Every entry must be duplicated precisely as written.

§ **Listed entries**:
================================
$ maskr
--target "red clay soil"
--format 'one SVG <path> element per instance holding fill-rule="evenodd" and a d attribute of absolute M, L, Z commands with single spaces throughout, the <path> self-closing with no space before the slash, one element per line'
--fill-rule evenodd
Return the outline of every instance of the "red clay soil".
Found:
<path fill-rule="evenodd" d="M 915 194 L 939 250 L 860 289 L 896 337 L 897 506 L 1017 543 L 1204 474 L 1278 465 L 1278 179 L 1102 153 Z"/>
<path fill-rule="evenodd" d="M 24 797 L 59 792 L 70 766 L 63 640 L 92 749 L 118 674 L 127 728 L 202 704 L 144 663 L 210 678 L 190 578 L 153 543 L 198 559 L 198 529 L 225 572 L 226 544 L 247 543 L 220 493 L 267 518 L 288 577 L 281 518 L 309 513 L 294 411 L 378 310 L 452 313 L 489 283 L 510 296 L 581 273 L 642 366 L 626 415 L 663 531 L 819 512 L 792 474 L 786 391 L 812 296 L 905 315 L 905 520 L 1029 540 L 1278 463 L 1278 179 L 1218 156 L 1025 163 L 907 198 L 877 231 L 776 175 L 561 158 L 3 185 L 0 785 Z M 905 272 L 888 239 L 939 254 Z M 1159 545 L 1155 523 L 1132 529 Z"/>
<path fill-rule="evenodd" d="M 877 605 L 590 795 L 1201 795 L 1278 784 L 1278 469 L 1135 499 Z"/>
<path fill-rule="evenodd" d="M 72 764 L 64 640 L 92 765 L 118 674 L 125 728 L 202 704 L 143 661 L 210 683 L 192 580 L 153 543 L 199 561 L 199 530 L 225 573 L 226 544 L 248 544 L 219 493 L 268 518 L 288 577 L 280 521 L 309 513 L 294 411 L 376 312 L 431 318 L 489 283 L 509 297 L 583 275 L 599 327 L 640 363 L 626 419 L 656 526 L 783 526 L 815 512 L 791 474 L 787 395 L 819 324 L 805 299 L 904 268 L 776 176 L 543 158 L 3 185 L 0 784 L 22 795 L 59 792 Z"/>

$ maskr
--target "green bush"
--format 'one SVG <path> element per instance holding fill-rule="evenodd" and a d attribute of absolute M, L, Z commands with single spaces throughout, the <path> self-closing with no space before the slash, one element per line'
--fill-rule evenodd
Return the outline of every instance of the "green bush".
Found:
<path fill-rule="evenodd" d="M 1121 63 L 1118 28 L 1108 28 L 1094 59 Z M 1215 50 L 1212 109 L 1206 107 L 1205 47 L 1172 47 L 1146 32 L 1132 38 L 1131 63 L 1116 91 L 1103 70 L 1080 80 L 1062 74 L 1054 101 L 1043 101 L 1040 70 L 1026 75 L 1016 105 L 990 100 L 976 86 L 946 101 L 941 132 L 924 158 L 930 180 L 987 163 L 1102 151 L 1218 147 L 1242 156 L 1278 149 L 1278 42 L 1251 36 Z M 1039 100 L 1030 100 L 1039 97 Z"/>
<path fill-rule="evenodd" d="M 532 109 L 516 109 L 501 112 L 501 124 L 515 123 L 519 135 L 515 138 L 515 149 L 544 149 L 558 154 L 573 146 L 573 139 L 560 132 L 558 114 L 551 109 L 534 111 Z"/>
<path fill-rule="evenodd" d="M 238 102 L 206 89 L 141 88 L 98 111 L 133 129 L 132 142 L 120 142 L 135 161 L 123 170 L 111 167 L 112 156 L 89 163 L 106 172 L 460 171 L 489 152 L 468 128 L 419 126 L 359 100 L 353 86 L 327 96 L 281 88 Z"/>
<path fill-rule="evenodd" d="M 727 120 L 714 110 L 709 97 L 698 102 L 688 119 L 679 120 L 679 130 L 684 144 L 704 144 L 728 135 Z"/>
================================
§ **Exercise answer**:
$ maskr
--target "red clay soil"
--format 'one SVG <path> element per instance holding fill-rule="evenodd" and a d attribute of absolute M, L, Z commands with single spaces throughout, the <path> self-closing with no space before the slash, one element per line'
--fill-rule evenodd
Return the outline of every instance of the "red clay soil".
Found:
<path fill-rule="evenodd" d="M 915 194 L 939 250 L 860 289 L 896 337 L 897 506 L 1017 543 L 1204 474 L 1278 465 L 1278 179 L 1102 153 Z"/>
<path fill-rule="evenodd" d="M 24 797 L 59 792 L 70 766 L 63 640 L 92 749 L 118 674 L 127 728 L 202 704 L 144 663 L 210 678 L 190 578 L 153 543 L 198 559 L 198 529 L 225 572 L 226 544 L 247 543 L 220 493 L 267 518 L 288 577 L 281 518 L 309 513 L 294 411 L 378 310 L 452 313 L 489 283 L 510 296 L 581 273 L 642 366 L 626 415 L 663 531 L 819 512 L 792 474 L 786 391 L 812 296 L 905 315 L 905 520 L 1029 540 L 1278 463 L 1278 179 L 1218 156 L 1025 163 L 907 198 L 877 231 L 776 175 L 561 158 L 3 185 L 0 785 Z M 905 272 L 888 239 L 939 254 Z M 1159 545 L 1155 523 L 1132 529 Z"/>
<path fill-rule="evenodd" d="M 877 605 L 590 795 L 1201 795 L 1278 784 L 1278 469 L 1135 499 Z"/>
<path fill-rule="evenodd" d="M 72 764 L 64 640 L 92 765 L 118 674 L 125 728 L 202 704 L 143 661 L 210 683 L 192 580 L 153 543 L 199 561 L 199 530 L 225 573 L 226 544 L 248 544 L 219 493 L 268 518 L 288 577 L 280 521 L 309 513 L 294 411 L 376 312 L 431 318 L 489 283 L 509 297 L 583 275 L 599 327 L 640 363 L 626 419 L 656 526 L 783 526 L 815 512 L 791 474 L 787 395 L 819 324 L 805 299 L 904 268 L 776 176 L 543 158 L 3 185 L 0 784 L 22 795 L 59 792 Z"/>

$ maskr
--target "green bush"
--format 'one SVG <path> element per instance holding fill-rule="evenodd" and a d attribute of absolute M, L, Z commands with single spaces throughout, the <path> self-closing with no space before the slash, one element per line'
--fill-rule evenodd
Return the outline of every instance of the "green bush".
Found:
<path fill-rule="evenodd" d="M 1121 63 L 1118 28 L 1108 28 L 1094 59 Z M 1215 50 L 1212 109 L 1206 107 L 1205 47 L 1172 47 L 1146 32 L 1132 38 L 1131 63 L 1116 91 L 1103 70 L 1080 80 L 1062 74 L 1054 101 L 1043 101 L 1040 70 L 1026 75 L 1016 105 L 990 100 L 976 86 L 946 101 L 941 132 L 924 158 L 930 180 L 987 163 L 1102 151 L 1218 147 L 1242 156 L 1278 149 L 1278 42 L 1251 36 Z M 1039 100 L 1030 100 L 1039 97 Z"/>
<path fill-rule="evenodd" d="M 532 109 L 516 109 L 501 112 L 501 124 L 515 123 L 519 135 L 515 138 L 515 149 L 544 149 L 558 154 L 573 146 L 573 139 L 560 132 L 558 114 L 551 109 L 534 111 Z"/>
<path fill-rule="evenodd" d="M 238 102 L 206 89 L 141 88 L 98 111 L 133 129 L 132 142 L 120 142 L 135 161 L 123 170 L 111 167 L 112 156 L 89 163 L 106 172 L 460 171 L 489 152 L 468 128 L 419 126 L 359 100 L 353 86 L 327 96 L 281 88 Z"/>
<path fill-rule="evenodd" d="M 727 120 L 714 110 L 709 97 L 698 102 L 688 119 L 679 120 L 679 130 L 684 144 L 704 144 L 728 135 Z"/>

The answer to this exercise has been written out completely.